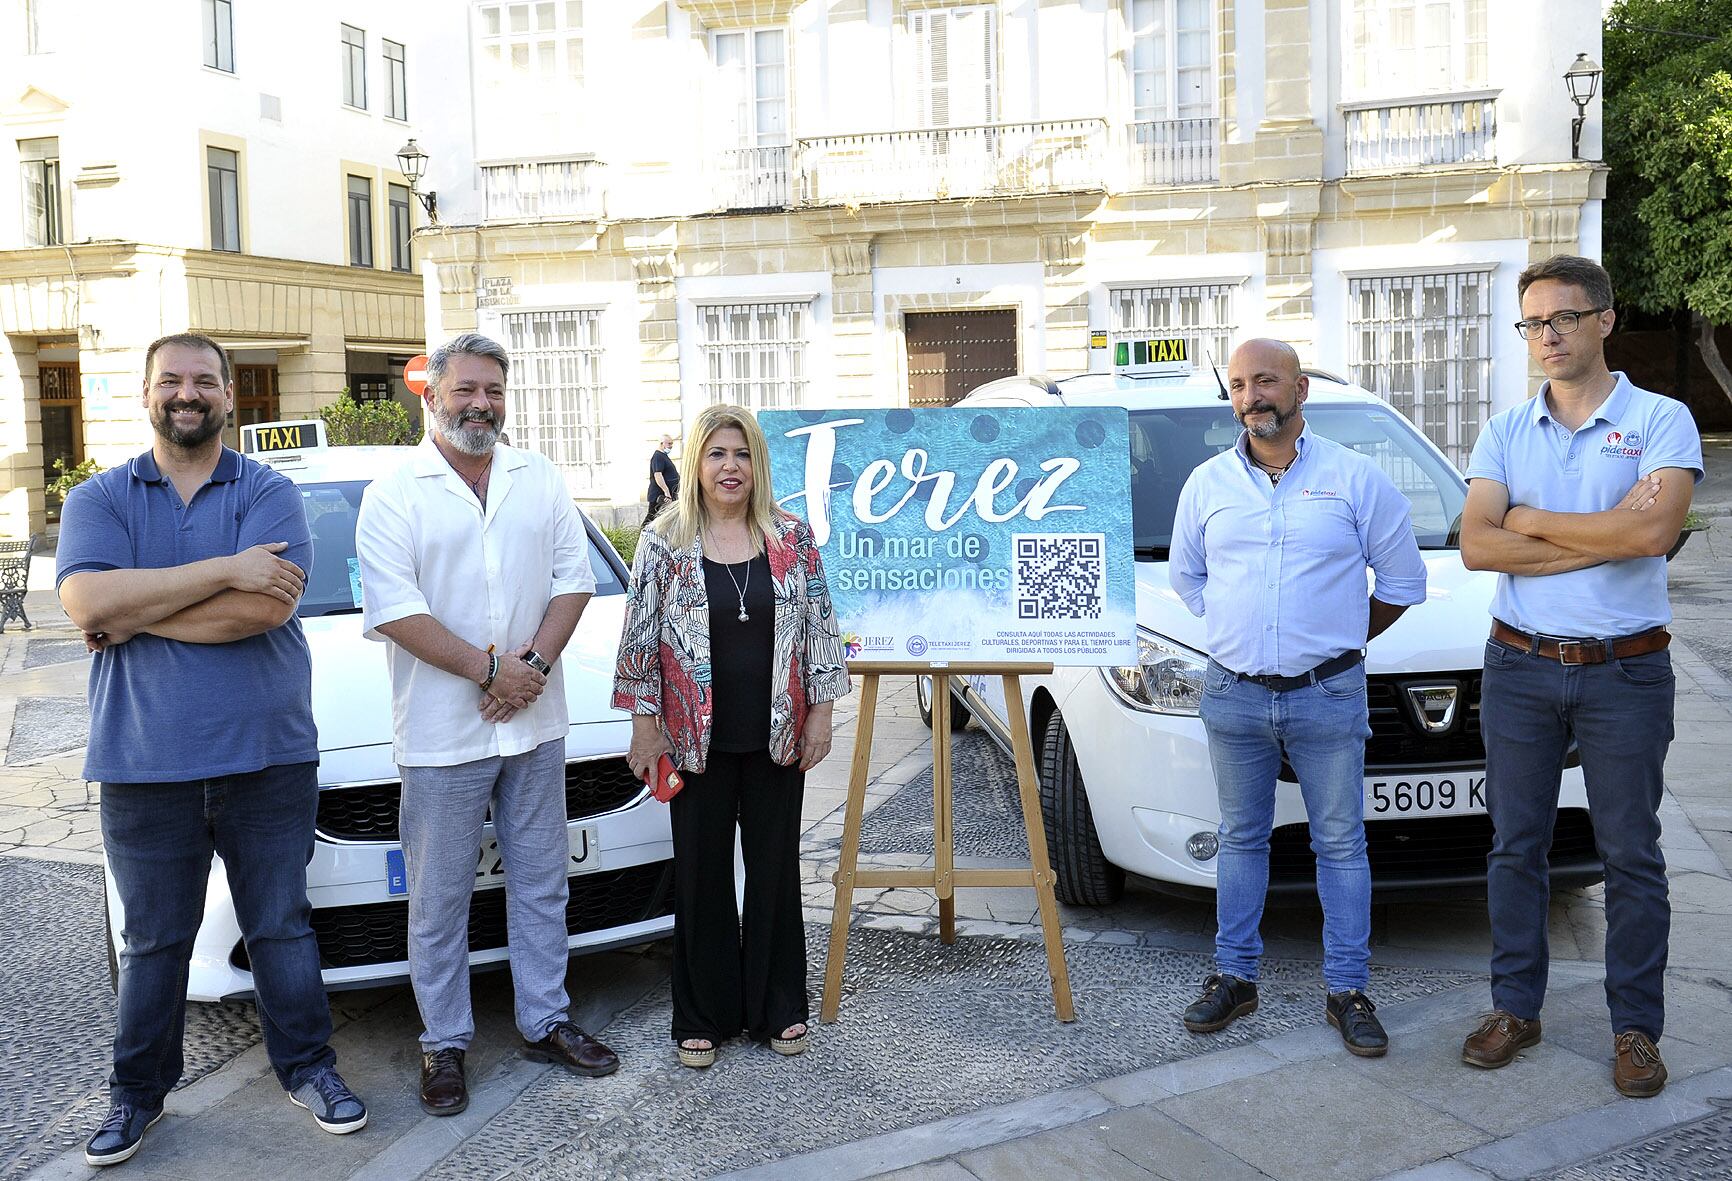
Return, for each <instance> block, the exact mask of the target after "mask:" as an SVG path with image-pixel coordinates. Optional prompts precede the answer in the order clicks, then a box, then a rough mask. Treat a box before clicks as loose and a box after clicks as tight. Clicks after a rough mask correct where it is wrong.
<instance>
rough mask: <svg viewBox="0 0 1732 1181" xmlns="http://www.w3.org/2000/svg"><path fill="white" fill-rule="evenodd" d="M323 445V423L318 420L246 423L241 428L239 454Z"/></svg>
mask: <svg viewBox="0 0 1732 1181" xmlns="http://www.w3.org/2000/svg"><path fill="white" fill-rule="evenodd" d="M324 445H326V433H324V423H322V421H319V419H298V421H293V423H248V424H246V426H242V428H241V454H244V455H262V454H270V452H284V450H308V449H315V447H324Z"/></svg>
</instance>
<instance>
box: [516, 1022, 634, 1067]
mask: <svg viewBox="0 0 1732 1181" xmlns="http://www.w3.org/2000/svg"><path fill="white" fill-rule="evenodd" d="M523 1056H525V1058H533V1060H535V1062H551V1063H554V1065H556V1067H565V1068H566V1070H573V1072H577V1074H585V1075H589V1077H591V1079H599V1077H601V1075H604V1074H613V1072H615V1070H618V1068H620V1056H618V1055H617V1053H613V1051H611V1049H608V1048H606V1046H603V1044H601V1042H599V1041H596V1039H594V1037H591V1036H589V1034H585V1032H584V1030H580V1029H578V1027H577V1025H573V1023H572V1022H559V1023H558V1025H554V1027H553V1029H549V1030H547V1036H546V1037H542V1039H540V1041H528V1039H525V1042H523Z"/></svg>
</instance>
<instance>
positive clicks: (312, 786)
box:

__Your goal__
Leave out the pictures and output every record above precisely as given.

__Solution for this problem__
Return, for each <instance> block, the exact mask of the target after "mask:" as an SVG path with image-pixel coordinates. Optional prompts precede the answer in the order clicks, then a box, then a rough mask. Treat a box before clicks as loose and a box after clicks as tight. Clicks after a rough mask correct where it is wrong.
<instance>
rough mask: <svg viewBox="0 0 1732 1181" xmlns="http://www.w3.org/2000/svg"><path fill="white" fill-rule="evenodd" d="M323 445V423L318 420L246 423L241 428L239 454Z"/></svg>
mask: <svg viewBox="0 0 1732 1181" xmlns="http://www.w3.org/2000/svg"><path fill="white" fill-rule="evenodd" d="M324 445H326V433H324V423H322V421H319V419H298V421H293V423H248V424H246V426H242V428H241V454H244V455H262V454H270V452H284V450H308V449H315V447H324Z"/></svg>
</instance>
<instance>
box: [516, 1022, 634, 1067]
mask: <svg viewBox="0 0 1732 1181" xmlns="http://www.w3.org/2000/svg"><path fill="white" fill-rule="evenodd" d="M523 1056H525V1058H533V1060H535V1062H551V1063H554V1065H556V1067H565V1068H566V1070H573V1072H577V1074H585V1075H589V1077H591V1079H599V1077H601V1075H604V1074H613V1072H615V1070H618V1068H620V1056H618V1055H617V1053H613V1051H611V1049H608V1048H606V1046H603V1044H601V1042H599V1041H596V1039H594V1037H591V1036H589V1034H585V1032H584V1030H580V1029H578V1027H577V1025H573V1023H572V1022H559V1023H558V1025H554V1027H553V1029H549V1030H547V1036H546V1037H542V1039H540V1041H528V1039H525V1042H523Z"/></svg>
</instance>
<instance>
positive clicks: (312, 786)
box:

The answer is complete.